# Stated goal
Can you repeat the records below, from the line with "Objective — one pin per instance of the black" through the line with "x=285 y=368", with "Objective" swapped for "Goal", everything else unchanged and the pictures left out?

# The records
* Start *
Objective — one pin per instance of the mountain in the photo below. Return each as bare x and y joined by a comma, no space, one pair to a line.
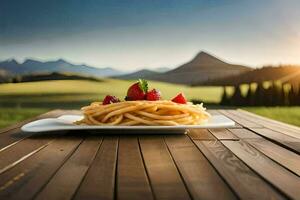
162,69
30,66
285,74
4,75
144,73
202,68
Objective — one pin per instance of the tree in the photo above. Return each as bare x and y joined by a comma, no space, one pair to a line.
225,98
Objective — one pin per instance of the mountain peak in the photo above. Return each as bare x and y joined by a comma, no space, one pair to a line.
206,58
30,61
12,60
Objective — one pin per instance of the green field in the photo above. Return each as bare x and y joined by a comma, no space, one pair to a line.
75,93
23,100
289,115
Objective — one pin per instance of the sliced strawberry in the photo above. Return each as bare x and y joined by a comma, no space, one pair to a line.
180,98
110,99
137,91
153,95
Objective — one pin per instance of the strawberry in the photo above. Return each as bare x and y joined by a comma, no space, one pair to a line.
180,98
153,95
110,99
137,91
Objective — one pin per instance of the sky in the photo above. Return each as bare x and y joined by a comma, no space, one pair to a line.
134,34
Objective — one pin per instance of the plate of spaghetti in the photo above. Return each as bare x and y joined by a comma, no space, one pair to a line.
142,110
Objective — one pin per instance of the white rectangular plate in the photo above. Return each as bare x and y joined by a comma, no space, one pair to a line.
65,122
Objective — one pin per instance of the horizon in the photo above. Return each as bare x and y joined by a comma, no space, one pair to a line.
135,35
146,68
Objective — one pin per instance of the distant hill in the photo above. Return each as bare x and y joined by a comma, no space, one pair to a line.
285,74
33,66
144,73
202,68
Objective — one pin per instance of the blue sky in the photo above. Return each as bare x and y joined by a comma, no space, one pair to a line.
136,34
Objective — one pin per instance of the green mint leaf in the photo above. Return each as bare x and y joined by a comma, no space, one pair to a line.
143,85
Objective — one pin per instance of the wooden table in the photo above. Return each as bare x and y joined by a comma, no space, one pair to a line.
256,159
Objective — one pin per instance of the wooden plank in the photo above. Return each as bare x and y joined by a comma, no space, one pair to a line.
217,112
200,134
13,155
286,158
99,182
241,178
67,179
132,181
27,178
163,174
279,138
271,124
223,134
278,176
241,121
244,133
201,179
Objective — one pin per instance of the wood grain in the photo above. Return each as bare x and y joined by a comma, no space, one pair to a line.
132,181
239,120
200,134
271,124
284,157
201,179
99,182
244,133
241,178
27,178
223,134
281,178
279,138
163,174
13,155
72,172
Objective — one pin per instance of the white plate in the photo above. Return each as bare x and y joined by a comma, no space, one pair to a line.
65,122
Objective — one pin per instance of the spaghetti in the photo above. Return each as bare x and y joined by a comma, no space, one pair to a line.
152,113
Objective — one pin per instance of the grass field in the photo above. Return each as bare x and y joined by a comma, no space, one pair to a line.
290,115
24,100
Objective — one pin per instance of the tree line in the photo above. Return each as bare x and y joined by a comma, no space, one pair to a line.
274,94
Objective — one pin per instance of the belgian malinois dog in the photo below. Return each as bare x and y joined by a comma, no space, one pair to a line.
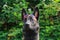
31,25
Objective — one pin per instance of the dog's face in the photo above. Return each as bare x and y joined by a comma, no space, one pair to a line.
31,21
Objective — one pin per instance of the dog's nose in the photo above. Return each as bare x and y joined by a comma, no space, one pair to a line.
27,25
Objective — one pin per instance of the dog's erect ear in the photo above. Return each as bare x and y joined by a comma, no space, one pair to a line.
36,13
23,14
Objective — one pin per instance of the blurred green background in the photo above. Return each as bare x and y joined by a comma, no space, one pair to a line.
11,22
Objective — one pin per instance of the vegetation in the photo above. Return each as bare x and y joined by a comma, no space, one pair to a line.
11,23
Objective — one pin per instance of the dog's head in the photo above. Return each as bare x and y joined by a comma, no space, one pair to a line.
31,21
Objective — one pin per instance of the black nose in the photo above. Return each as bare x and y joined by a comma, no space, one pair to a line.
27,25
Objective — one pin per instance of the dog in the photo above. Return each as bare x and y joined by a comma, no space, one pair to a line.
31,25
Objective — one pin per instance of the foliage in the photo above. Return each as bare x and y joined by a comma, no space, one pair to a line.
11,23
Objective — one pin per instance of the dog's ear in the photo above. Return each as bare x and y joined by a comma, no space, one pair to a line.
23,14
36,13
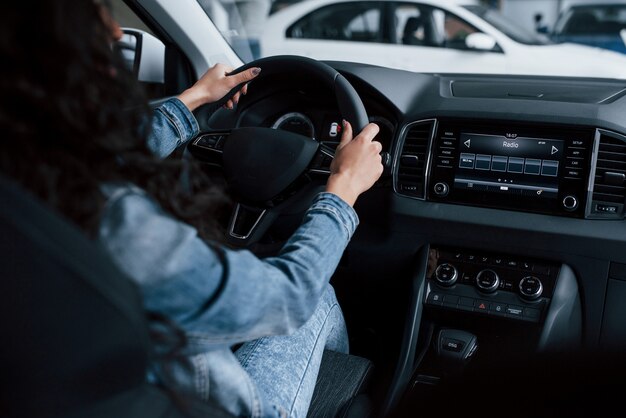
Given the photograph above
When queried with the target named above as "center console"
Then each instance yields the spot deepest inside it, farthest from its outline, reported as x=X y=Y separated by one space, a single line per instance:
x=489 y=284
x=541 y=169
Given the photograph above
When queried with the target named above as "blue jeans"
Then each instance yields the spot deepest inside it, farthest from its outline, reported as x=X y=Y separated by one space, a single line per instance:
x=285 y=368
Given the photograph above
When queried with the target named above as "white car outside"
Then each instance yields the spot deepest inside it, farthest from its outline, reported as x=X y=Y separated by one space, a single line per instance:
x=451 y=39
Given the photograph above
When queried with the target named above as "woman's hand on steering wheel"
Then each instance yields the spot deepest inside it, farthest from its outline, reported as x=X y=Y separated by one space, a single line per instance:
x=217 y=83
x=357 y=163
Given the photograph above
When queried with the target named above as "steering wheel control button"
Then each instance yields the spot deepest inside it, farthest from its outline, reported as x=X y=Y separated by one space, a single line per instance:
x=530 y=287
x=446 y=274
x=441 y=189
x=487 y=281
x=570 y=203
x=435 y=298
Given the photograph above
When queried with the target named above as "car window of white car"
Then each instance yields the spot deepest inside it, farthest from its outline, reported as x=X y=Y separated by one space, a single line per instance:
x=418 y=24
x=355 y=21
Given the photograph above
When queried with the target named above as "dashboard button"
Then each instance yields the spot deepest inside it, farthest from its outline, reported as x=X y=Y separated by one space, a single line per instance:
x=467 y=160
x=573 y=173
x=481 y=306
x=525 y=265
x=575 y=162
x=498 y=309
x=570 y=203
x=466 y=304
x=409 y=160
x=487 y=281
x=446 y=152
x=441 y=189
x=514 y=311
x=576 y=143
x=576 y=152
x=445 y=162
x=530 y=287
x=450 y=301
x=434 y=298
x=446 y=274
x=532 y=313
x=541 y=269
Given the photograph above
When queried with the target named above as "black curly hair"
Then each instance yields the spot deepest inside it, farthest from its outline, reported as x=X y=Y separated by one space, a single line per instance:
x=72 y=118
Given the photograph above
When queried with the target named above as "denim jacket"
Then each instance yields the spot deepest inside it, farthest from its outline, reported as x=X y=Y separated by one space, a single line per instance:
x=218 y=296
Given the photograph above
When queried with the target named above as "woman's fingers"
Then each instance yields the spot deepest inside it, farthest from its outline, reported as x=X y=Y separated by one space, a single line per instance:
x=346 y=135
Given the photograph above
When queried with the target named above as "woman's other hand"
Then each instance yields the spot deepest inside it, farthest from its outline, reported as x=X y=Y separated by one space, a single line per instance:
x=357 y=163
x=215 y=84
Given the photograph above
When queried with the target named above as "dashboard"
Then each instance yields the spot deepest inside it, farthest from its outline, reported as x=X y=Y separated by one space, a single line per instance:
x=501 y=211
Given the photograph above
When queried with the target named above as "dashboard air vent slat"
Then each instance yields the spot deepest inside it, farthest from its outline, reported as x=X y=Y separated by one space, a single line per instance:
x=609 y=185
x=411 y=164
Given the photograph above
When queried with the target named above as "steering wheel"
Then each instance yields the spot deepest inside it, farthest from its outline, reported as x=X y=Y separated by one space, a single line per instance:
x=262 y=165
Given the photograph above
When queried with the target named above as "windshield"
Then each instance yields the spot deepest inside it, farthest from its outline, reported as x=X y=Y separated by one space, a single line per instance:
x=506 y=26
x=429 y=36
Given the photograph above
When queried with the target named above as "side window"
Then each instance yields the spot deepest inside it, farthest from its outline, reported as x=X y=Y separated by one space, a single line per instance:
x=162 y=71
x=345 y=22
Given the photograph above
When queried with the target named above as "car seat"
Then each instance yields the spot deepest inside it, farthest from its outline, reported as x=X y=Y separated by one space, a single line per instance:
x=76 y=340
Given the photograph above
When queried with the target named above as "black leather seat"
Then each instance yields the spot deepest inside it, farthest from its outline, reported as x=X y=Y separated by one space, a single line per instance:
x=75 y=336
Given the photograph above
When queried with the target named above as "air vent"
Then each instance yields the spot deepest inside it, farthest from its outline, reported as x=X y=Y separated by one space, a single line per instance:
x=609 y=191
x=412 y=159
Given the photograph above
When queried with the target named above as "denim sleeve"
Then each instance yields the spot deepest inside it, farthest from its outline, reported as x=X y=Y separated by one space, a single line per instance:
x=221 y=296
x=172 y=125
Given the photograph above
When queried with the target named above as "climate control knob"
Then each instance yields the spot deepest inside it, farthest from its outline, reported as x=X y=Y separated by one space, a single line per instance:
x=530 y=287
x=487 y=281
x=446 y=274
x=441 y=189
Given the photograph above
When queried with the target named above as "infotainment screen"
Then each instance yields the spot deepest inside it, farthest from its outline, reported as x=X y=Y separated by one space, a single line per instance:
x=510 y=165
x=530 y=167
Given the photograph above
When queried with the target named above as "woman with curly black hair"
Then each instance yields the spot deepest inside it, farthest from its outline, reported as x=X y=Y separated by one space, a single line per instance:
x=75 y=135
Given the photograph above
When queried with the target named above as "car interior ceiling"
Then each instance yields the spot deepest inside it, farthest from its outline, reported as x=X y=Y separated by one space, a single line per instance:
x=476 y=267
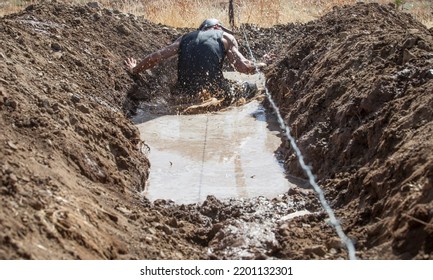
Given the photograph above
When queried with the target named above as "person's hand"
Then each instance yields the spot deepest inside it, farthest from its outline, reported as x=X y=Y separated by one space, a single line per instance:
x=268 y=58
x=130 y=64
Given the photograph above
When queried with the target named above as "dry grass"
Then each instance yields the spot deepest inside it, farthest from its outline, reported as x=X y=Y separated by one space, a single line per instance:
x=189 y=13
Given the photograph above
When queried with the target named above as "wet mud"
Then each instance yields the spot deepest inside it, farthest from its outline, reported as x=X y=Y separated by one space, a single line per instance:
x=355 y=86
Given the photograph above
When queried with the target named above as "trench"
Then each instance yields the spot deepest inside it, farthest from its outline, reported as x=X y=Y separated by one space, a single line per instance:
x=231 y=155
x=228 y=154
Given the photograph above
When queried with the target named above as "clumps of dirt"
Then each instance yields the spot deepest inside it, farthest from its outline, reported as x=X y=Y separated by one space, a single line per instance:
x=355 y=87
x=71 y=162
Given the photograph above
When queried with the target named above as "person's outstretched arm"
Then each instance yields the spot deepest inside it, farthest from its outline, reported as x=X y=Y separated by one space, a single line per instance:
x=152 y=59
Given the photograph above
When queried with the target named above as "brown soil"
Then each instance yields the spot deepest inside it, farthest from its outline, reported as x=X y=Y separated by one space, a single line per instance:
x=355 y=87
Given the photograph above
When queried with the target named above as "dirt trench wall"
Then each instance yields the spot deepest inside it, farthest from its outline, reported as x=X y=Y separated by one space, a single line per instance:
x=71 y=163
x=356 y=88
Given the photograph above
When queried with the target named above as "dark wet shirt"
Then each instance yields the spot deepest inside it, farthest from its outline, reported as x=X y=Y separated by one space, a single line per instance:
x=201 y=56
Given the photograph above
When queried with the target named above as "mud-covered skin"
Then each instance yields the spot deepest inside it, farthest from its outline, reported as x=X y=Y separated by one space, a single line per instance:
x=355 y=87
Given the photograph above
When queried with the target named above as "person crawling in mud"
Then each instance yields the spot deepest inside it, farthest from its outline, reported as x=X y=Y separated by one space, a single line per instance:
x=201 y=54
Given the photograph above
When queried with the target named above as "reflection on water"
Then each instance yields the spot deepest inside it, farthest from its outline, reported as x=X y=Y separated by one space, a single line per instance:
x=226 y=154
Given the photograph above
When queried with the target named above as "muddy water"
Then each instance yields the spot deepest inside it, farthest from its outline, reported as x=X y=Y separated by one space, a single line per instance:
x=228 y=154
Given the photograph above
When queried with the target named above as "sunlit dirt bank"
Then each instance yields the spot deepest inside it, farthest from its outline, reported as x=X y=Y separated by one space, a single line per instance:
x=354 y=86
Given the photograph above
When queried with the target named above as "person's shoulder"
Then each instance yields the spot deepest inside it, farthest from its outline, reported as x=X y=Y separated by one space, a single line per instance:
x=229 y=38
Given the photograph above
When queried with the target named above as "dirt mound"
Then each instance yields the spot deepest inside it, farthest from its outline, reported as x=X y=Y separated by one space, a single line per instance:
x=359 y=80
x=356 y=89
x=71 y=163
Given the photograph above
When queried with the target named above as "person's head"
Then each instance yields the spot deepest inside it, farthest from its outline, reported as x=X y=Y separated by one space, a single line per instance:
x=214 y=24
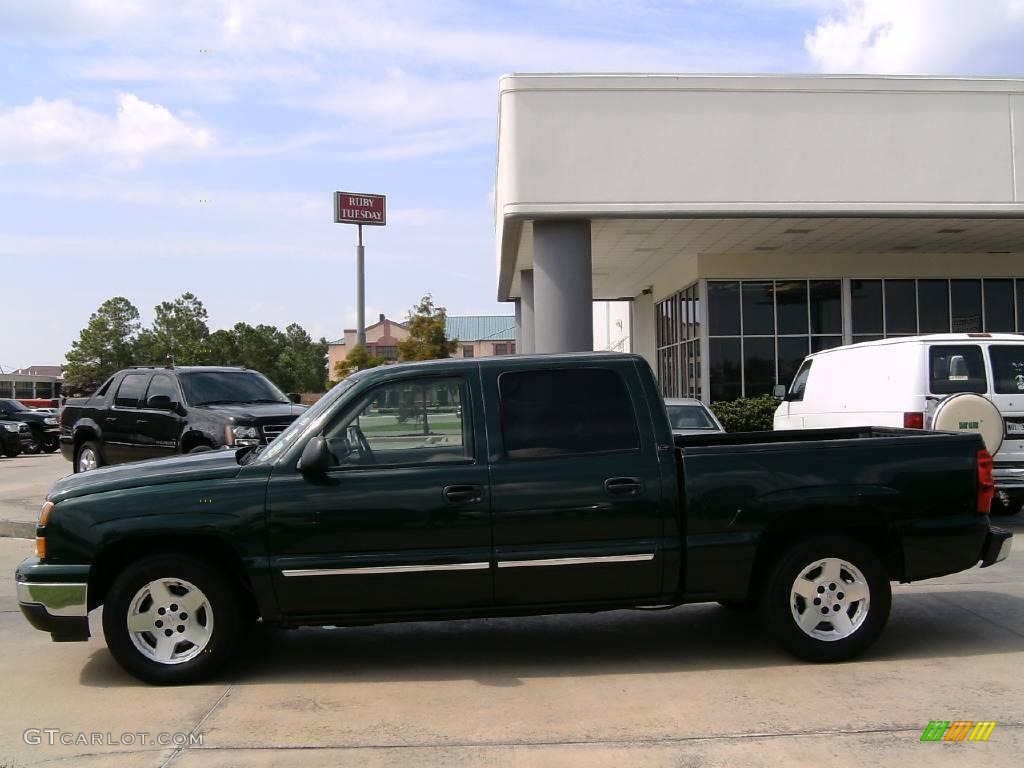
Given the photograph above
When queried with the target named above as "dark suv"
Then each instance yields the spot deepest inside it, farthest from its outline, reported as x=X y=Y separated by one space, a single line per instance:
x=42 y=427
x=148 y=413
* End *
# Reply
Goal — one pin per instance of the black nose in the photo above. Return each as bare x and y joined by a comma, no space, one pair to a line.
27,25
Goal — one pin per instance of the dog in the photo above. Return each as bare x and y joined by a comma, no space, one pair to a line.
31,25
Goal — one pin per instance of the foliage in the photo above. Return each as bare x and y joined by a comma, no space, one pair to a line.
11,23
Goal — one pin per instance of the dog's ear in the photo above. Return each as bare x and y joined by a comma, no space, one pair to a line.
23,14
36,13
Given the photograph above
When queried with the target named above as "center console"
Then each instance yields the spot deepest inside it, farthest from its outline, reported as x=X y=Y separated by one space, a single line per instance:
x=489 y=284
x=541 y=169
Given the photograph above
When queried with the target named above as "blue jeans"
Then each instance yields the spot deepest inside it, farthest from its outline, reported as x=X y=Y separated by one space, a single line per instance:
x=285 y=368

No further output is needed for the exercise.